- _Requirements_: Return each line of the rows below that contains the word "vertical". Case counts, so match capital and small letters exactly.

>>>>

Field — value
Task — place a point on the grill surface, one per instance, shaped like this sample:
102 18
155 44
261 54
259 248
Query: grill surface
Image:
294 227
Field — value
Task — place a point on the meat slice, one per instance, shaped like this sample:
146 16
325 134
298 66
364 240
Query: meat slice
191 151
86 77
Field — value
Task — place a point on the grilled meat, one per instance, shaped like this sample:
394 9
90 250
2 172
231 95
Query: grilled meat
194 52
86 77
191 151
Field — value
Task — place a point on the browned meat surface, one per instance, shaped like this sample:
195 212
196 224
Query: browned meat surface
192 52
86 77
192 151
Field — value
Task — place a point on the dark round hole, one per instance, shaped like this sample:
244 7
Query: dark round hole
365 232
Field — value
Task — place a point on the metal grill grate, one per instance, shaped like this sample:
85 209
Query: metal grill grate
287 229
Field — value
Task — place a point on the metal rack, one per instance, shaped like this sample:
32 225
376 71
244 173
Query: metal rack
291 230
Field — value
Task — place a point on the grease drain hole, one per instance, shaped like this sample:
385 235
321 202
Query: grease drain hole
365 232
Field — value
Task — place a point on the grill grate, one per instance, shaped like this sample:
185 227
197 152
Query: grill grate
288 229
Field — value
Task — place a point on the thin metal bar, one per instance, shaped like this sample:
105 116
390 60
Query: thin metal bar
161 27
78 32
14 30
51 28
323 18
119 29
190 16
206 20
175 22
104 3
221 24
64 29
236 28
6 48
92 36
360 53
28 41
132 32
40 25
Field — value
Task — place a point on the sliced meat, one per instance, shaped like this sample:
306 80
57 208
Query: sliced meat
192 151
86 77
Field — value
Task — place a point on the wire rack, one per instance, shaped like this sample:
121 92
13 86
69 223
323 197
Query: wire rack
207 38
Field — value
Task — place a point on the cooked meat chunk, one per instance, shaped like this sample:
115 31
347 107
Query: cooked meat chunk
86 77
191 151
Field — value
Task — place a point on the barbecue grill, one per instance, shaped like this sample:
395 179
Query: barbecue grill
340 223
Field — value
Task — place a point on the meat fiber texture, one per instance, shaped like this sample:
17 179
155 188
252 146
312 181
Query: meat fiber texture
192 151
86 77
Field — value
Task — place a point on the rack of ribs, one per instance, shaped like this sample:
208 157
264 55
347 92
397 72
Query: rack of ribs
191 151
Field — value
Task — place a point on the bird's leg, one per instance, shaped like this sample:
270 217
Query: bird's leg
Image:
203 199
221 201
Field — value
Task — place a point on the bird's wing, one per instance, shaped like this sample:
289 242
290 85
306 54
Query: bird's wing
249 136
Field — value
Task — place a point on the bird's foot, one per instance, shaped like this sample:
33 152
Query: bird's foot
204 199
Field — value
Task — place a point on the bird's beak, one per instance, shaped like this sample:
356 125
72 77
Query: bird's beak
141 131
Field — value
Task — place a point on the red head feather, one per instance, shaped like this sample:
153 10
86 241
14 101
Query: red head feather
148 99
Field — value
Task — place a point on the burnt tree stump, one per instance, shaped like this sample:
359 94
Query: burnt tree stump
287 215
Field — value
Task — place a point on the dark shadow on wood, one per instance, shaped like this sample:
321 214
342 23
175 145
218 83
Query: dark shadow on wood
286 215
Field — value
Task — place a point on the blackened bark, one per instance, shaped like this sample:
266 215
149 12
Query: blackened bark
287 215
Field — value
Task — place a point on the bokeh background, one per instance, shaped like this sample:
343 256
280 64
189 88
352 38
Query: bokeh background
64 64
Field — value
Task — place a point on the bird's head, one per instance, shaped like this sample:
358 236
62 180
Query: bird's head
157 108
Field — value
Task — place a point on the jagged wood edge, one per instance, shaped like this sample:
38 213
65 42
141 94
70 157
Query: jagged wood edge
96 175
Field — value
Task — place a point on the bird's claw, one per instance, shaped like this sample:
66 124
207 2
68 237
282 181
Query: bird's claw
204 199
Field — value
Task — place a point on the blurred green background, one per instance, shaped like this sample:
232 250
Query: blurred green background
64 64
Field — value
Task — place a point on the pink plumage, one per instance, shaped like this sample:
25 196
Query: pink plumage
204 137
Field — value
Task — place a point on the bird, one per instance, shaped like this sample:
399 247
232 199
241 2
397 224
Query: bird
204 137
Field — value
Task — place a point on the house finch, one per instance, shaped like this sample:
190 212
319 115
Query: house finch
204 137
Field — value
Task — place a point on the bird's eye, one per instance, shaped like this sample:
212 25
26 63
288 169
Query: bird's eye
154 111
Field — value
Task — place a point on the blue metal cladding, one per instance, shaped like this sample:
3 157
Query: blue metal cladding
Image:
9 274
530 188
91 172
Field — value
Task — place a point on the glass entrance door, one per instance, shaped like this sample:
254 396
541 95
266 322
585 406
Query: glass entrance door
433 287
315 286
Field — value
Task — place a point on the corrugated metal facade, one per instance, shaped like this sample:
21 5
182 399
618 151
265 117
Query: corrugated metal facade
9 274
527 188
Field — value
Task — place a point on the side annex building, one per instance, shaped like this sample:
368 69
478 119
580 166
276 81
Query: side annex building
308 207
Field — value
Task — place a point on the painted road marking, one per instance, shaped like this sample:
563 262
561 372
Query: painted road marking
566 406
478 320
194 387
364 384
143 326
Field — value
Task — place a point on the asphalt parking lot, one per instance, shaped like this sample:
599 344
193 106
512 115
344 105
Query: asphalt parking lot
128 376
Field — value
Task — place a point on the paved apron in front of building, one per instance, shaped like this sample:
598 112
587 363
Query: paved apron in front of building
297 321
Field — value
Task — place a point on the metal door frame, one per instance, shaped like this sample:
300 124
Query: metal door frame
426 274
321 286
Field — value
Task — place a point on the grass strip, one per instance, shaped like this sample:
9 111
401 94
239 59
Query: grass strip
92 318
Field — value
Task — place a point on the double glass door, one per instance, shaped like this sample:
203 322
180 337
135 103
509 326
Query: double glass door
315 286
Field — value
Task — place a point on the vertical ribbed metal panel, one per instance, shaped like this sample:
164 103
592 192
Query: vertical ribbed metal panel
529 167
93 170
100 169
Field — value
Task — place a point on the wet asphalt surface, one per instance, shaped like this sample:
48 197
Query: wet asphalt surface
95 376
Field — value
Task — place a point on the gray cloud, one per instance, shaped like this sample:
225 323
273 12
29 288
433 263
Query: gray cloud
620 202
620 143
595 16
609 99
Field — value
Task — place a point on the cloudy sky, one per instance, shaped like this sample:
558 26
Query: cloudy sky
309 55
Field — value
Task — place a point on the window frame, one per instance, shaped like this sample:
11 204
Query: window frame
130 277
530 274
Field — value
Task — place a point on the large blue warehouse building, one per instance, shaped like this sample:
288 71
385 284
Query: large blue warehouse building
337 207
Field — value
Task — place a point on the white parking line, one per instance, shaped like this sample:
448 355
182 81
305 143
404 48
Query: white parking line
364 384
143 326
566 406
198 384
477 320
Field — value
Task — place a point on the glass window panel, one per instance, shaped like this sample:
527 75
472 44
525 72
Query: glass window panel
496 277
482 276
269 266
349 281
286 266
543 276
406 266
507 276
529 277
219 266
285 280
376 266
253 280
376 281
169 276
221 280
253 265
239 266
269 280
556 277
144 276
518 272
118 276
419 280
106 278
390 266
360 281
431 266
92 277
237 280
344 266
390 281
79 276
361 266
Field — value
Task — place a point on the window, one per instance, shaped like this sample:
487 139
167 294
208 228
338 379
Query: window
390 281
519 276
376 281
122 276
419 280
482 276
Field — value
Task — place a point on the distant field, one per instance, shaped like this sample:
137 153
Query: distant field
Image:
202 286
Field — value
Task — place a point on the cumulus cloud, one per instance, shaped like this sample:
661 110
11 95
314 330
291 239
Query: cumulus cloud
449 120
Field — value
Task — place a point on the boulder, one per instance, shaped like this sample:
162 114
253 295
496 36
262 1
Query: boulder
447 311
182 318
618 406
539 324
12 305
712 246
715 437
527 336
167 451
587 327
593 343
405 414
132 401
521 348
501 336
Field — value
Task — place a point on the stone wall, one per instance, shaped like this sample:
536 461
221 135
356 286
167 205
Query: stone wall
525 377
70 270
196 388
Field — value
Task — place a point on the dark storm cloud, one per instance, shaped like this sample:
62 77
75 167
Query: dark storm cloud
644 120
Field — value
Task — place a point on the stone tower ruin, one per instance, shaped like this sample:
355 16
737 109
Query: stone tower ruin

<<<<

- _Finished exercise_:
Task — place a point on the vertical ribbed metal panel, one per instance, shaped like this sample:
Query: vertical ribbed metal panel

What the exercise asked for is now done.